Return the lines below unchanged, character for character.

- DATA TO USE -
◆ ◆ ◆
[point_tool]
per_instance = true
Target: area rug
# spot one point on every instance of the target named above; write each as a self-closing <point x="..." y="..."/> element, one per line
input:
◆ ◆ ◆
- TASK OUTPUT -
[point_tool]
per_instance = true
Target: area rug
# spot one point on every instance of the target named above; write each as a self-closing <point x="..." y="..."/> element, one per line
input:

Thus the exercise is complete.